** Text block follows **

Armenian-Russian historian and publisher

Stepanos Nazarian or Nazariants (Ստեփանոս Նազարեան, Степанос Исаевич Назарян, – ) was a Russian Armenian publisher, enlightener, literary historian and Orientalist.

== Biography ==

Stepanos Nazarian was born in 1812 into the family of a priest who had moved to Tiflis (modern-day Tbilisi, Georgia, then in the Russian Empire) from Khoy in northwestern Iran. He received his earliest education at home from a local cleric. In 1824, he entered the newly founded Nersisian School, where he was influenced by his teacher Harutiun Alamdarian and his fellow student Khachatur Abovian. He excelled at the Nersisian School and learned Russian, Persian and French in addition to Armenian. With the help of Abovian and the latter's mentor Friedrich Parrot, Nazarian entered the Dorpat gymnasium (in modern-day Tartu, Estonia) in 1833, becoming its first Armenian student. There, he prepared for enrollment in the University of Dorpat, which he entered in 1835. The University of Dorpat served as entry point for German philosophy and Orientalism into Russia and was connected to contemporary programs for socio-economic reform. It became an important center for the education of a new generation of Armenian intellectuals and educators. Nazarian received funding for his education from both the state and private Armenian benefactors. Initially intending to receive an education in medicine, he switched to the faculty of philosophy since he was unable to receive state funding as a medical student. He studied a variety of subjects at the university, focusing on history, philology, Russian, German and classical languages and literature. He graduated from the department of philosophy of the University of Dorpat in 1840.

** End of Text block **
** Dataset records follows **

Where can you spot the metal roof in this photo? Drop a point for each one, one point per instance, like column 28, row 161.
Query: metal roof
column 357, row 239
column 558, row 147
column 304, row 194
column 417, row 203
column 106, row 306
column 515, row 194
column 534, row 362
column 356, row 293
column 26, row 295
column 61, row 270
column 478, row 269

** End of Dataset records **

**Problem set**
1) According to the biography of Stepanos Nazarian, in what year did he enter the University of Dorpat?
2) Continue the biography of Stepanos Nazarian from its last sentence.

**Results for each task**
1) 1835

2)
From 1842 to 1849 he served as head of the Armenian language department of the University of Kazan. He defended his master's thesis in 1846 and received a doctoral degree in 1849 for his dissertation on Ferdowsi's Shahnameh. In 1849 he became a professor of Persian and Arab literature at the Lazarev Institute of Oriental Languages in Moscow.

Under the influence of the European enlightenment movement and the Russian social movement of the 1840s, Nazarian increasingly began writing against the feudal system and its ideology. In the 1850s he became the leader of the Armenian enlightenment movement. Between 1858 and 1864 he published in Moscow the influential magazine Hyusisapayl (Aurora Borealis), that had a great effect on the development of progressive public thought in Armenia. He criticized serfdom and clerical power for the spiritual revival of the Armenian people; however, he refused to classify his actions as part of a broader class struggle. Nazarian advanced the idea of public education in the new enlightenment era as well as the replacement of Classical Armenian (grabar) with the new literary Modern Armenian. He was a supporter of deism and promoted Russian and foreign literature. He translated many of Friedrich Schiller's dramas.